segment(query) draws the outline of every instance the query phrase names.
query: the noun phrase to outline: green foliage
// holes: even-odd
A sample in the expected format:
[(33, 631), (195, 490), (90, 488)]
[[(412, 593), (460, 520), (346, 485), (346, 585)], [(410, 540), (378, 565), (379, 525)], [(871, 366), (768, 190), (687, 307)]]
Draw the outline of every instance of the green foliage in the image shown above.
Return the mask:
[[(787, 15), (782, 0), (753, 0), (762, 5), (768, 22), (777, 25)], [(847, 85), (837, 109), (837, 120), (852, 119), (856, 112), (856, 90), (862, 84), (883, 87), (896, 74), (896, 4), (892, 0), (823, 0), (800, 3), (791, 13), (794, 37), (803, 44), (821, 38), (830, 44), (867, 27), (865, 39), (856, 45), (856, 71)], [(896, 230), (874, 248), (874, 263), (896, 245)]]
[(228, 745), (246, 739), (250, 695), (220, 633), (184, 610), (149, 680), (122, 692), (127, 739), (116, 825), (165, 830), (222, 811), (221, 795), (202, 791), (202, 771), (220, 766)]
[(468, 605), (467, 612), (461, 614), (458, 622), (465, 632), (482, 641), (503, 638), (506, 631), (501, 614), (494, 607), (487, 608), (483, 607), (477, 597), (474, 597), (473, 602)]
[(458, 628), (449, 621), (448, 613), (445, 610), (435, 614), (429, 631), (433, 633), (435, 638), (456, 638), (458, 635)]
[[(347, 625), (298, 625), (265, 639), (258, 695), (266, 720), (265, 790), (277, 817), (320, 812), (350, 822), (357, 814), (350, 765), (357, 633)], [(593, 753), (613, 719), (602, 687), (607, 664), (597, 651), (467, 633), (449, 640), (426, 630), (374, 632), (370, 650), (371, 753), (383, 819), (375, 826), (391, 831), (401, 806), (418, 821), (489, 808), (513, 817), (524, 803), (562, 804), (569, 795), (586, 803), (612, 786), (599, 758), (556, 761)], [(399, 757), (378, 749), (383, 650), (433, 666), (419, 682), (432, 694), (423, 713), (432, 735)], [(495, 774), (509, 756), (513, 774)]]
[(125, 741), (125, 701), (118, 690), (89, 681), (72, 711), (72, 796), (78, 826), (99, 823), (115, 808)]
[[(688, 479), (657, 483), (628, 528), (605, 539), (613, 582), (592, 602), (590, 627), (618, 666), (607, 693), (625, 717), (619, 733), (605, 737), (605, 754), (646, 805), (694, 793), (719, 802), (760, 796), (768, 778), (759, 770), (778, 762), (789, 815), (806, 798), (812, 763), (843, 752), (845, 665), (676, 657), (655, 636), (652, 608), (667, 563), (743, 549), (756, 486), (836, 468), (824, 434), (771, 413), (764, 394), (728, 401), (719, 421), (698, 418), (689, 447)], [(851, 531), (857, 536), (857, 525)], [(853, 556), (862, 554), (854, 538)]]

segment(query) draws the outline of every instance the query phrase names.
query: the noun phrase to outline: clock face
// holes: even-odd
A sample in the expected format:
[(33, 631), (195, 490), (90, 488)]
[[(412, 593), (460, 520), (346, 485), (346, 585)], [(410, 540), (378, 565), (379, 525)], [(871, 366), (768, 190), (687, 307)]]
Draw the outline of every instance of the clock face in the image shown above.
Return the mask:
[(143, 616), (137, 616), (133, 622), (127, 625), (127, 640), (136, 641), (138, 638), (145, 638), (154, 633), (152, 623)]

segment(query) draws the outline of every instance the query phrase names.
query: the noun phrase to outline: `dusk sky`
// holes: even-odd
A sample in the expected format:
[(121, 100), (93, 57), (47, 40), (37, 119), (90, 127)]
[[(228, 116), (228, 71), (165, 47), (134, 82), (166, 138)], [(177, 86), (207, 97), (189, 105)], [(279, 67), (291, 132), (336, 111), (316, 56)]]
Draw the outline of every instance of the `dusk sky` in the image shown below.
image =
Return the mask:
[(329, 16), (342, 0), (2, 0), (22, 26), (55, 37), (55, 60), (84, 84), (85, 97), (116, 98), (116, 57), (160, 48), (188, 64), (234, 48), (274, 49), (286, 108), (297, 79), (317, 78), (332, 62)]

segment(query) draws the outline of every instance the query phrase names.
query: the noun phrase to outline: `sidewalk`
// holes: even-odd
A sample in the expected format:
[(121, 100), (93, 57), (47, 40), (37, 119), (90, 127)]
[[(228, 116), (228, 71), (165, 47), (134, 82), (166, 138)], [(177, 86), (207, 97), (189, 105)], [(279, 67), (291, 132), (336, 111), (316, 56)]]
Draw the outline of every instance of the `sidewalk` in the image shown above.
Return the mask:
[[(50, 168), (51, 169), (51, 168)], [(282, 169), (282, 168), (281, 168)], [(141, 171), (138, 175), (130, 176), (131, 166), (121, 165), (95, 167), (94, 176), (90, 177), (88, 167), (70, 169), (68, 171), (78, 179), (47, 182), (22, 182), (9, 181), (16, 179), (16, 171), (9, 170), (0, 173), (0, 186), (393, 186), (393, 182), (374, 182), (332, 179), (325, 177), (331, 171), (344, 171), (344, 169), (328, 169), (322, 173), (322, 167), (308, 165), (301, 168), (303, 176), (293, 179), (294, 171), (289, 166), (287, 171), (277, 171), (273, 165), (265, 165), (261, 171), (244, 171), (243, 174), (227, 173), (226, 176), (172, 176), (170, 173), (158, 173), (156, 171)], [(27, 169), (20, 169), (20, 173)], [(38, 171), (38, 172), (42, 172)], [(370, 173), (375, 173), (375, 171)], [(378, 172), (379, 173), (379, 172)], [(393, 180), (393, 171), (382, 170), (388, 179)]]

* _The exercise_
Exact output of every entry is required.

* _Reply_
segment(query) draws the outline of every instance the query phrase names.
query: the noun phrase to outline: green foliage
// holes: even-odd
A sample in the expected format:
[(33, 631), (195, 490), (90, 488)]
[[(412, 593), (460, 520), (346, 485), (346, 585)], [(410, 540), (378, 565), (379, 525)], [(871, 366), (768, 190), (687, 307)]]
Draw the outline of every instance of the green foliage in the image shown above.
Return the mask:
[[(787, 15), (782, 0), (753, 0), (762, 5), (768, 22), (777, 25)], [(847, 85), (837, 109), (837, 120), (852, 119), (856, 112), (856, 90), (862, 84), (883, 87), (896, 74), (896, 4), (892, 0), (823, 0), (800, 3), (791, 13), (794, 37), (803, 44), (821, 38), (830, 44), (867, 27), (865, 39), (856, 45), (856, 71)], [(896, 230), (874, 248), (874, 263), (896, 245)]]
[(228, 745), (246, 739), (250, 695), (220, 633), (184, 610), (149, 680), (122, 692), (127, 739), (116, 825), (165, 830), (222, 811), (221, 795), (202, 791), (202, 771), (220, 766)]
[(468, 605), (467, 612), (461, 614), (458, 622), (465, 632), (482, 641), (503, 638), (506, 631), (501, 614), (494, 607), (487, 608), (483, 607), (477, 597), (474, 597), (473, 602)]
[(458, 628), (449, 621), (448, 613), (445, 610), (435, 614), (429, 631), (433, 633), (435, 638), (456, 638), (458, 635)]
[[(347, 625), (298, 625), (265, 639), (258, 695), (266, 720), (265, 790), (277, 817), (320, 812), (350, 822), (357, 814), (350, 765), (357, 633)], [(593, 753), (613, 719), (602, 687), (607, 664), (597, 651), (467, 633), (449, 640), (426, 630), (374, 632), (370, 650), (371, 753), (383, 819), (375, 826), (391, 831), (401, 806), (418, 821), (489, 808), (513, 817), (524, 803), (562, 804), (569, 795), (586, 803), (612, 786), (599, 758), (556, 761)], [(399, 757), (378, 749), (383, 650), (433, 666), (419, 682), (432, 694), (423, 713), (432, 735)], [(495, 774), (509, 756), (513, 774)]]
[(125, 741), (125, 701), (118, 690), (89, 681), (72, 711), (72, 796), (78, 826), (99, 823), (115, 808)]
[[(688, 479), (657, 483), (628, 528), (605, 539), (613, 582), (592, 602), (590, 627), (618, 666), (607, 693), (625, 717), (619, 733), (605, 737), (605, 754), (646, 805), (694, 793), (719, 802), (760, 796), (768, 778), (759, 770), (778, 762), (789, 815), (806, 798), (812, 763), (843, 752), (845, 665), (676, 657), (655, 636), (652, 608), (667, 563), (743, 549), (756, 486), (836, 468), (824, 434), (771, 413), (764, 394), (728, 401), (719, 421), (698, 418), (689, 447)], [(851, 531), (857, 536), (857, 525)], [(853, 556), (862, 554), (854, 538)]]

segment(query) draws the outline of every instance the query phrase names.
query: the noun phrase to outline: clock face
// holes: even-odd
A sample in the expected format:
[(33, 631), (195, 490), (90, 488)]
[[(412, 593), (460, 520), (346, 485), (346, 585)], [(410, 540), (378, 565), (379, 525)], [(871, 366), (768, 190), (687, 307)]]
Draw the outline of every instance of the clock face in the image shown above.
Return the mask:
[(143, 616), (137, 616), (133, 622), (127, 625), (127, 640), (136, 641), (138, 638), (145, 638), (154, 633), (152, 623)]

segment(query) draws the outline of every instance the query phrase names.
query: the noun phrase to outline: `dusk sky`
// holes: even-odd
A sample in the expected format:
[(121, 100), (93, 57), (47, 40), (37, 119), (90, 127)]
[[(228, 116), (228, 71), (165, 47), (134, 82), (166, 138)], [(177, 86), (207, 97), (189, 105)], [(279, 67), (291, 132), (336, 111), (316, 56)]]
Draw the outline of every instance of the `dusk sky` in the image shown below.
image =
Return the mask:
[(329, 16), (342, 0), (2, 0), (22, 26), (55, 37), (55, 60), (84, 84), (85, 97), (116, 98), (116, 57), (160, 48), (188, 64), (234, 48), (274, 49), (286, 108), (297, 79), (317, 78), (332, 62)]

segment(query) draws the outline of every instance the query phrase names.
query: the noun phrase to outline: `sidewalk`
// holes: even-odd
A sample in the expected format:
[(121, 100), (93, 57), (47, 40), (37, 119), (90, 127)]
[[(228, 116), (228, 71), (165, 47), (134, 82), (166, 138)], [(177, 86), (207, 97), (189, 105)], [(279, 67), (291, 132), (336, 111), (316, 56)]]
Draw the outline of every instance of the `sidewalk` in the image shown above.
Return the mask:
[[(50, 168), (51, 169), (51, 168)], [(282, 169), (282, 168), (281, 168)], [(141, 171), (138, 175), (130, 176), (131, 166), (121, 165), (95, 167), (94, 176), (90, 177), (88, 167), (70, 169), (68, 171), (78, 179), (47, 182), (22, 182), (9, 181), (16, 179), (16, 171), (9, 170), (0, 173), (0, 186), (393, 186), (393, 182), (374, 182), (332, 179), (325, 177), (331, 171), (344, 171), (344, 169), (328, 169), (322, 173), (322, 167), (308, 165), (301, 168), (303, 176), (293, 179), (294, 171), (289, 166), (287, 171), (277, 171), (273, 165), (265, 165), (261, 171), (244, 171), (243, 174), (227, 173), (226, 176), (172, 176), (170, 173), (158, 173), (156, 171)], [(27, 169), (20, 169), (20, 173)], [(38, 171), (38, 172), (42, 172)], [(370, 173), (375, 173), (375, 171)], [(378, 172), (379, 173), (379, 172)], [(393, 180), (393, 171), (382, 170), (388, 179)]]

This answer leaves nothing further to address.